### WHAT IS EXPECTED
Reproduce the following material exactly, including every line.

### TASK INPUTS
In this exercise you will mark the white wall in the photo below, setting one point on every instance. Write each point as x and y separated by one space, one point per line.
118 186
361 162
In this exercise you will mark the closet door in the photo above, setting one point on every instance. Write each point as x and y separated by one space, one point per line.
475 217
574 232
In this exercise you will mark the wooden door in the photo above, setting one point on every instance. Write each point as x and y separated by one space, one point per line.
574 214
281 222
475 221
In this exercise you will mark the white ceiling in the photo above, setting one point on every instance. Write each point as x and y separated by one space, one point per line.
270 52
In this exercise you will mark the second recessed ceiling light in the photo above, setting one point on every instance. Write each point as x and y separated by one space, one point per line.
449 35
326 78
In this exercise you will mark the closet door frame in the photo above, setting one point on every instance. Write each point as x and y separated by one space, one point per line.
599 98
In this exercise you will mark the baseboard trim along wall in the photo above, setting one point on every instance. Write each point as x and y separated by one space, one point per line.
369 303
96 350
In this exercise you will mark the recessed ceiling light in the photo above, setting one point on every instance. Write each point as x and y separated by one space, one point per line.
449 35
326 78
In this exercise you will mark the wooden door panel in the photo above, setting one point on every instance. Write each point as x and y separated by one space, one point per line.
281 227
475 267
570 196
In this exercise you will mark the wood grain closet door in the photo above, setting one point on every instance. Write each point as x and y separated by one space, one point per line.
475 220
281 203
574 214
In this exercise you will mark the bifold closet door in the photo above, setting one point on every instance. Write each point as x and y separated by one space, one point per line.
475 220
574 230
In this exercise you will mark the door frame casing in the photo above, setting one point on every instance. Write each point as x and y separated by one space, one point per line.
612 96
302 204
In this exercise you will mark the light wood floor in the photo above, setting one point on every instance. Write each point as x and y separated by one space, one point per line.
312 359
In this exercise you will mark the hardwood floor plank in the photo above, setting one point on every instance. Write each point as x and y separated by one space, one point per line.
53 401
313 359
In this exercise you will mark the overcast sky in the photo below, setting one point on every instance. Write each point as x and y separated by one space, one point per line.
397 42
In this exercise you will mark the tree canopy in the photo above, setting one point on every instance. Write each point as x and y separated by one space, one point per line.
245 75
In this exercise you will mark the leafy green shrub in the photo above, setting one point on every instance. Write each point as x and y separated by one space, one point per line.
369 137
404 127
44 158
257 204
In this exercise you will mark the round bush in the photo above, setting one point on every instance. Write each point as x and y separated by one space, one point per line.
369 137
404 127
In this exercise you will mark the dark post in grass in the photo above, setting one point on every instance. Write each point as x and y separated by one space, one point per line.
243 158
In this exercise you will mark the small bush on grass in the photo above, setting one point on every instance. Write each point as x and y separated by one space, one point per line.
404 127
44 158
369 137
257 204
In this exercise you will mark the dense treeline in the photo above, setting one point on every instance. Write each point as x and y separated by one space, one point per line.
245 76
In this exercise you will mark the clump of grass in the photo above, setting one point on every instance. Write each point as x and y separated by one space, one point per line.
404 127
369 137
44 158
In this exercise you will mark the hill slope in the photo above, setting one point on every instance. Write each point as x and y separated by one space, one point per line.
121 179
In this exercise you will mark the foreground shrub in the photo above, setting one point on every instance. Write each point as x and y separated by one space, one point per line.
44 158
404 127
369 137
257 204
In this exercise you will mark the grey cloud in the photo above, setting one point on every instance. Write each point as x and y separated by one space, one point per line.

### OUTPUT FOR THIS TASK
In this exercise you will mark the white wall in the photo below, setting one point on every instance. Write each point as x and y separated by one space, one point per line.
118 186
361 162
In this exercise you will mark the closet door in the photo above, setting one point on every instance. Write each point as x and y separated by one space, one point per line.
475 217
574 232
In this exercise you will mark the wooden door in the photo above, setting one point on every instance. Write each point as x and y separated by one space, one point per line.
574 214
281 222
475 221
In this exercise you will mark the white ceiling in the photo above, setting one point on every instance. Write each point as x and y separated by one space, one point per line.
270 52
In this exercise you will mark the second recessed ceiling light in the photo above, setting one point on every instance. Write each point as x and y separated by one space, one point per line.
449 35
326 78
In this exercise you will mark the closet door frame in the photo above, setting one point on every instance. Write each point as x and y separated by one space, one point per line.
599 98
In this exercise you will mark the baseboard trim along wall in the photo above, setting one point on every instance. Write each point as x and y separated by one space, one point per line.
369 303
96 350
In this exercise you will mark the recessed ceiling light in the photo above, setting one point on every instance. Write each point as x and y separated by one space, one point per line.
449 35
326 78
In this exercise you will mark the wooden door panel in the photo above, setting one point on every instance. Write each point as x and y separated by one space, one point per line.
281 227
475 267
570 196
In this exercise you will mark the wood grain closet door in the photo above, setting one point on every instance. Write each point as x and y separated by one space, one point per line.
475 220
281 203
574 214
In this exercise you will mark the bifold closet door in the photo above, setting one point on every instance. Write each point as x and y separated by one space, one point per line.
475 220
574 230
In this exercise you will mark the door frame casing in the photo above, setting one point on every instance. Write each point as x and y separated by one space, one point per line.
612 96
302 204
In this exercise you will mark the light wood floor in the photo above, setting one point on every instance. Write each point as x and y separated by one space, one point per line.
312 359
In this exercise you will mark the hardwood floor plank in the photo above, setting one point on every instance. Write each point as x and y separated by one space, one point per line.
53 401
313 359
In this exercise you will mark the overcast sky in the photo below, setting one point on every instance. Write each point as x and y separated by one space, one point per line.
397 42
In this exercise you will mark the tree canopy in the photo above, setting one point on every instance. Write each point as x and y separated by one space, one point per line.
245 75
In this exercise you will mark the leafy green shrub in the photo above, setting one point on every instance. Write each point as x and y separated by one space, one point per line.
369 137
404 127
44 158
257 204
In this exercise you will mark the round bush in the photo above, setting one point on every instance. Write each point as x and y separated by one space, one point per line.
369 137
404 127
In this exercise you will mark the dark post in grass in the photo above, setting one point on every instance. Write each point as x and y separated by one space, one point per line.
243 158
In this exercise you will mark the small bush on grass in the photo above, setting one point on every instance. Write each point as x and y separated by one space, one point per line.
404 127
44 158
369 137
257 204
In this exercise you will mark the dense treeline in the photo above, setting one point on every instance. Write each point as x and y separated by one space, one point per line.
245 76
In this exercise you will mark the clump of grass in the photo above, setting one point on every instance. Write each point as x and y separated by one space, one point per line.
404 127
369 137
44 158
In this exercise you will mark the hill slope in the photo above, setting one point on every instance. Write each point as x and y separated by one space, one point per line.
121 179
In this exercise you will mark the foreground shrub in the photo above, setting one point on every instance. Write each point as x and y separated by one space, one point per line.
44 158
404 127
369 137
257 204
In this exercise you will mark the grey cloud in the photo above, setting one point on every instance. Write each point as x and y separated by one space, one point per line.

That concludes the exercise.